▼▼▼
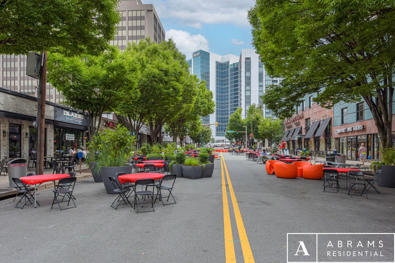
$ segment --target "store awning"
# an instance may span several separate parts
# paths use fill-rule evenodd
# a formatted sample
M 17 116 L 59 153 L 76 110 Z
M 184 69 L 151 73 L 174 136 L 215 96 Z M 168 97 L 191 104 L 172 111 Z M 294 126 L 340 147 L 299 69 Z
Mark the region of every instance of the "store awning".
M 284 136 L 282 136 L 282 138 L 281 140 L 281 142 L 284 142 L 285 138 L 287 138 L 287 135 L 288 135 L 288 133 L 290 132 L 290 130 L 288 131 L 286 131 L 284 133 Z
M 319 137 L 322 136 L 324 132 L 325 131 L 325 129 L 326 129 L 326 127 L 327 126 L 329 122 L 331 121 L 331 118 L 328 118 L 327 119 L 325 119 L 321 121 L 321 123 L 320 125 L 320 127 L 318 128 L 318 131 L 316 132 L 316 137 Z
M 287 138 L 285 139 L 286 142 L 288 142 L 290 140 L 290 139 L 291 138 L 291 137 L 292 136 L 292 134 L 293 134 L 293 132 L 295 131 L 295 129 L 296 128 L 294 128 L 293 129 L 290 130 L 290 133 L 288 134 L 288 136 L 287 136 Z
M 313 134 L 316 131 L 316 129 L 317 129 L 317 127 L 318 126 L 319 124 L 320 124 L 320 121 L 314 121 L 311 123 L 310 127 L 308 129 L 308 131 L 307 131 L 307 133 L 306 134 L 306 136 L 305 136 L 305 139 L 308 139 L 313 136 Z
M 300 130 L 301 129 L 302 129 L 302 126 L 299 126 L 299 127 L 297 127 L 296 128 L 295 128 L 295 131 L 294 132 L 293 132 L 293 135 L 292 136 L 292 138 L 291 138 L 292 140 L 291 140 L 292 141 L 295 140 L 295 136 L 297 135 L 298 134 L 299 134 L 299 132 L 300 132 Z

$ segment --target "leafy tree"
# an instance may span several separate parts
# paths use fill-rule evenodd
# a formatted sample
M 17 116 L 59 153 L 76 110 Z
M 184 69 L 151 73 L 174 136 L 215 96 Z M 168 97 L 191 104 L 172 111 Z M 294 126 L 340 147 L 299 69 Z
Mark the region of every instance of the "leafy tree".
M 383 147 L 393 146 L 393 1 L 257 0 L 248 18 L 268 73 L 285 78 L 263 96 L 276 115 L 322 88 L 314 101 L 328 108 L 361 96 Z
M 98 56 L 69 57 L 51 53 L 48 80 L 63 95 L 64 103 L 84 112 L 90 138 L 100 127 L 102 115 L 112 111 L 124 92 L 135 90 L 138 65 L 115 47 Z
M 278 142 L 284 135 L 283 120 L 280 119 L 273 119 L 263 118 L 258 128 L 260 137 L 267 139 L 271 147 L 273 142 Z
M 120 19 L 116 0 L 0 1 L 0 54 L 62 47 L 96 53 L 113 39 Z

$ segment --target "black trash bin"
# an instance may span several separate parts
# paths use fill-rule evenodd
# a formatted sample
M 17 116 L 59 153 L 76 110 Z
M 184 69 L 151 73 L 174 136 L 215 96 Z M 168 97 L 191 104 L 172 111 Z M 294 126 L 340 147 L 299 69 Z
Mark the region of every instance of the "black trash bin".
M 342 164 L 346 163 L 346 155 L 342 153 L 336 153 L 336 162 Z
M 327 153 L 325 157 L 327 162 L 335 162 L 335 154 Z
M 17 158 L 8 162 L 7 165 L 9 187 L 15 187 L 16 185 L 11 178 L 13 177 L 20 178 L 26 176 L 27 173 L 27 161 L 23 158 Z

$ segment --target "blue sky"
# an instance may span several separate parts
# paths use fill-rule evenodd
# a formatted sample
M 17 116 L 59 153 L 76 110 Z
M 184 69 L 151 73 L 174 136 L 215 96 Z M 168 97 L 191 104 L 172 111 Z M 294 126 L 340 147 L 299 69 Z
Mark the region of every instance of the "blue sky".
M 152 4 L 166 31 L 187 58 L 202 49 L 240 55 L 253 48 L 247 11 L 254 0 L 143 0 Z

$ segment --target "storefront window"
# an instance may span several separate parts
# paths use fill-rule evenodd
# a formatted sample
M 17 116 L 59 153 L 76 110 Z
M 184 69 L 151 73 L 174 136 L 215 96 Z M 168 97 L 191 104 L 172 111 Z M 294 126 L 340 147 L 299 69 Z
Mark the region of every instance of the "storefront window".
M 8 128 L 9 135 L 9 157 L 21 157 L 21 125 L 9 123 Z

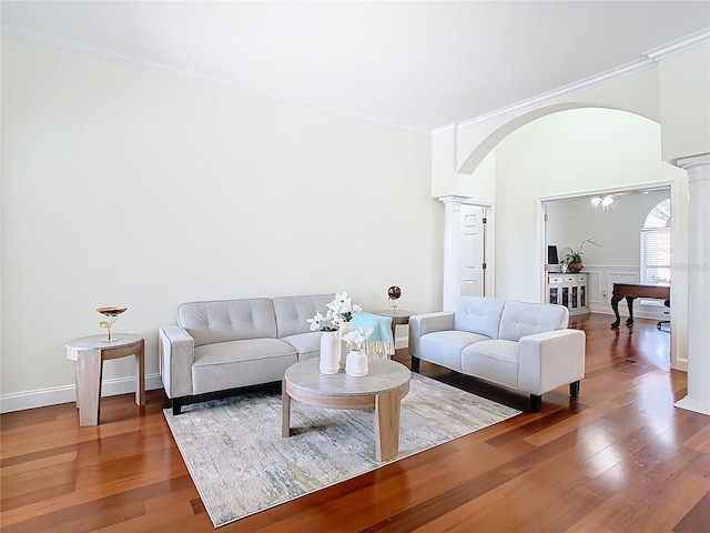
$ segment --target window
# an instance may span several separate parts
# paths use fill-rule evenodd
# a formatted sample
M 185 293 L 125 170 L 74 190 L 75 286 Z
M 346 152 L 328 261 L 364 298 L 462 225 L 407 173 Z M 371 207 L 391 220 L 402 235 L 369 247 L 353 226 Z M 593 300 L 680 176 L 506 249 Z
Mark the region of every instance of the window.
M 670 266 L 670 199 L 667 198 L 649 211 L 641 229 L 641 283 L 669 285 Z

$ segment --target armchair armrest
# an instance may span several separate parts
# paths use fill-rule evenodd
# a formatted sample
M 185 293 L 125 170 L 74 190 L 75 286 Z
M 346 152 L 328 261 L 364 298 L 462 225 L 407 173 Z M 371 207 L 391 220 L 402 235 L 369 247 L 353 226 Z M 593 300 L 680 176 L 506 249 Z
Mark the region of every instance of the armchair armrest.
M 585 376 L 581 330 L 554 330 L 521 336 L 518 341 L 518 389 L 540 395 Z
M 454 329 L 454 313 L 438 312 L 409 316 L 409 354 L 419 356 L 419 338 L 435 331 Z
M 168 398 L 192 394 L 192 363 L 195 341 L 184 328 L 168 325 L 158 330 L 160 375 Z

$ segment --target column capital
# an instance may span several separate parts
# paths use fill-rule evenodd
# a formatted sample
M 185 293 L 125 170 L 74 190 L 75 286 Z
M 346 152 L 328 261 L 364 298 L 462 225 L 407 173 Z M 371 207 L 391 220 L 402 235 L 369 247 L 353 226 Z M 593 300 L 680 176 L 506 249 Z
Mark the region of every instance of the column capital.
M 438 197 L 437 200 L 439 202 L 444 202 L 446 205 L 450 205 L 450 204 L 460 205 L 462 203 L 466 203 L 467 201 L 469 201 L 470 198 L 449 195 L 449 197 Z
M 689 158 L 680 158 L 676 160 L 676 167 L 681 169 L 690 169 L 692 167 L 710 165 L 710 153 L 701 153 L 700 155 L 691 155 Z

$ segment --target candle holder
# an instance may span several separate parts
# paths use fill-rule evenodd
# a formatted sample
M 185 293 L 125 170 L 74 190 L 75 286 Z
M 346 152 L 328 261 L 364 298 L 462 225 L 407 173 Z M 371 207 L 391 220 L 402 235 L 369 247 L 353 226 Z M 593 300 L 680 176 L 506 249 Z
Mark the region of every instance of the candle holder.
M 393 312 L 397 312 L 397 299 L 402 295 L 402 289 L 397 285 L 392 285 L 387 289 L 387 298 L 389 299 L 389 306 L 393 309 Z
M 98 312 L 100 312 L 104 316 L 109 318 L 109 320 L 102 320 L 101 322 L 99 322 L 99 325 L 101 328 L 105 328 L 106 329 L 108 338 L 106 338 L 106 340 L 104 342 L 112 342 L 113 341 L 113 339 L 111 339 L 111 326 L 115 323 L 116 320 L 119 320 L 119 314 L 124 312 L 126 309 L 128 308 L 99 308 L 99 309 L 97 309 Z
▲▲▲
### Stated exercise
Reproduce all of the data above, changing every occurrence of "region" to "area" and leaving everything else unchanged. Omit the pictures from your answer.

### Result
$ segment --target "store awning"
# an instance may span several separate parts
# paths use fill-rule evenodd
# a formatted sample
M 17 116 L 59 153 L 76 110 Z
M 184 69 L 151 73 L 174 136 L 215 96 Z M 168 97 L 191 104 L 172 111 Z M 294 126 L 340 147 L 299 69 Z
Mark the area of every instance of the "store awning".
M 284 136 L 282 136 L 282 138 L 281 140 L 281 142 L 284 142 L 285 138 L 287 138 L 287 135 L 288 135 L 288 133 L 290 132 L 290 130 L 288 131 L 286 131 L 284 133 Z
M 319 137 L 322 136 L 324 132 L 325 131 L 325 129 L 326 129 L 326 127 L 327 126 L 329 122 L 331 121 L 331 118 L 328 118 L 327 119 L 325 119 L 321 121 L 321 123 L 320 125 L 320 127 L 318 128 L 318 131 L 316 132 L 316 137 Z
M 287 138 L 285 139 L 286 142 L 288 142 L 290 140 L 290 139 L 291 138 L 291 137 L 292 136 L 292 134 L 293 134 L 293 132 L 295 131 L 295 129 L 296 128 L 294 128 L 293 129 L 290 130 L 290 133 L 288 134 L 288 136 L 287 136 Z
M 313 134 L 316 131 L 316 129 L 317 129 L 317 127 L 318 126 L 319 124 L 320 124 L 320 121 L 314 121 L 311 123 L 310 127 L 308 129 L 308 131 L 307 131 L 307 133 L 306 134 L 306 136 L 305 136 L 305 139 L 308 139 L 313 136 Z
M 300 130 L 301 129 L 302 129 L 302 126 L 299 126 L 299 127 L 297 127 L 296 128 L 295 128 L 295 131 L 294 132 L 293 132 L 293 135 L 292 136 L 292 138 L 291 138 L 292 140 L 291 140 L 292 141 L 295 140 L 295 136 L 297 135 L 298 134 L 299 134 L 299 132 L 300 132 Z

$ segment --target "leafy tree"
# an instance may span several separate parts
# paths use fill-rule evenodd
# a formatted sample
M 17 116 L 59 153 L 76 110 Z
M 184 69 L 151 73 L 174 136 L 215 96 Z M 168 97 L 191 104 L 172 111 Z M 294 126 L 340 147 L 299 69 Z
Mark the area of every instance of the "leafy tree".
M 383 147 L 393 146 L 393 1 L 257 0 L 248 18 L 268 73 L 285 78 L 263 96 L 276 115 L 322 88 L 314 101 L 328 108 L 361 96 Z
M 98 56 L 69 57 L 51 53 L 48 80 L 63 95 L 64 103 L 84 112 L 90 138 L 100 127 L 102 115 L 112 111 L 124 92 L 135 90 L 138 65 L 115 47 Z
M 278 142 L 284 135 L 283 120 L 280 119 L 273 119 L 263 118 L 258 128 L 260 137 L 267 139 L 271 147 L 273 142 Z
M 120 19 L 116 0 L 0 1 L 0 54 L 62 47 L 96 53 L 113 39 Z

$ segment --target "black trash bin"
# an instance may span several separate parts
# paths use fill-rule evenodd
# a formatted sample
M 17 116 L 59 153 L 76 110 Z
M 184 69 L 151 73 L 174 136 L 215 96 Z M 168 97 L 191 104 L 172 111 Z M 294 126 L 340 147 L 299 69 Z
Mark the area of every instance of the "black trash bin".
M 342 164 L 346 163 L 346 155 L 342 153 L 336 153 L 336 162 Z
M 327 153 L 325 157 L 327 162 L 335 162 L 335 154 Z
M 17 158 L 8 162 L 7 165 L 9 187 L 15 187 L 16 185 L 11 178 L 13 177 L 20 178 L 26 176 L 27 173 L 27 161 L 23 158 Z

$ segment --target "blue sky"
# an instance may span several separate parts
# paths use fill-rule evenodd
# a formatted sample
M 17 116 L 59 153 L 76 110 Z
M 184 69 L 151 73 L 174 136 L 215 96 Z M 168 97 L 191 104 L 172 111 Z M 294 126 L 340 147 L 299 69 Z
Mark the area of every instance of the "blue sky".
M 152 4 L 166 31 L 187 58 L 202 49 L 240 55 L 253 48 L 247 11 L 254 0 L 143 0 Z

$ segment --target "storefront window"
# an instance may span several separate parts
# paths use fill-rule evenodd
# a formatted sample
M 17 116 L 59 153 L 76 110 Z
M 184 69 L 151 73 L 174 136 L 215 96 Z M 168 97 L 191 104 L 172 111 Z M 294 126 L 340 147 L 299 69 Z
Mark the area of every instance of the "storefront window".
M 8 128 L 9 135 L 9 157 L 21 157 L 21 125 L 9 123 Z

$ segment --target window
# an instance may span several separate parts
# paths use fill-rule evenodd
# a formatted sample
M 185 293 L 125 170 L 74 190 L 75 286 Z
M 346 152 L 328 261 L 364 298 L 462 225 L 407 173 Z M 371 207 L 391 220 L 402 235 L 369 247 L 353 226 Z M 593 300 L 680 176 L 506 249 Z
Mark the area of every instance of the window.
M 670 266 L 670 199 L 667 198 L 649 211 L 641 229 L 641 283 L 669 285 Z

$ segment --target armchair armrest
# an instance may span several separate parts
# paths use fill-rule evenodd
# a formatted sample
M 185 293 L 125 170 L 74 190 L 75 286 Z
M 346 152 L 328 261 L 364 298 L 462 225 L 407 173 Z M 371 207 L 391 220 L 402 235 L 369 247 L 353 226 Z M 593 300 L 680 176 L 506 249 Z
Mark the area of every instance of the armchair armrest.
M 585 376 L 581 330 L 554 330 L 521 336 L 518 341 L 518 389 L 540 395 Z
M 454 329 L 454 313 L 438 312 L 409 316 L 409 354 L 419 356 L 419 338 L 435 331 Z
M 168 398 L 192 394 L 192 363 L 195 341 L 184 328 L 168 325 L 158 330 L 160 375 Z

$ segment --target column capital
# an instance may span several separate parts
# paths use fill-rule evenodd
# a formatted sample
M 185 293 L 125 170 L 74 190 L 75 286 Z
M 346 152 L 328 261 L 364 298 L 462 225 L 407 173 Z M 371 207 L 391 220 L 402 235 L 369 247 L 353 226 Z M 593 300 L 680 176 L 506 249 Z
Mark the area of every instance of the column capital.
M 438 197 L 437 200 L 439 202 L 444 202 L 446 205 L 450 205 L 450 204 L 460 205 L 462 203 L 466 203 L 467 201 L 469 201 L 470 198 L 449 195 L 449 197 Z
M 689 158 L 680 158 L 676 160 L 676 167 L 681 169 L 690 169 L 692 167 L 710 165 L 710 153 L 701 153 L 700 155 L 691 155 Z

$ segment --target candle holder
# an instance may span several separate parts
# paths use fill-rule evenodd
# a formatted sample
M 185 293 L 125 170 L 74 190 L 75 286 Z
M 346 152 L 328 261 L 364 298 L 462 225 L 407 173 Z M 371 207 L 391 220 L 402 235 L 369 247 L 353 226 Z M 593 300 L 680 176 L 506 249 Z
Mark the area of every instance of the candle holder.
M 393 312 L 397 312 L 397 299 L 402 295 L 402 289 L 397 285 L 392 285 L 387 289 L 387 298 L 389 299 L 389 306 L 393 309 Z
M 98 312 L 100 312 L 104 316 L 109 318 L 109 320 L 102 320 L 101 322 L 99 322 L 99 325 L 101 328 L 105 328 L 106 329 L 108 338 L 106 338 L 106 340 L 104 342 L 112 342 L 113 341 L 113 339 L 111 339 L 111 326 L 115 323 L 116 320 L 119 320 L 119 314 L 124 312 L 126 309 L 128 308 L 99 308 L 99 309 L 97 309 Z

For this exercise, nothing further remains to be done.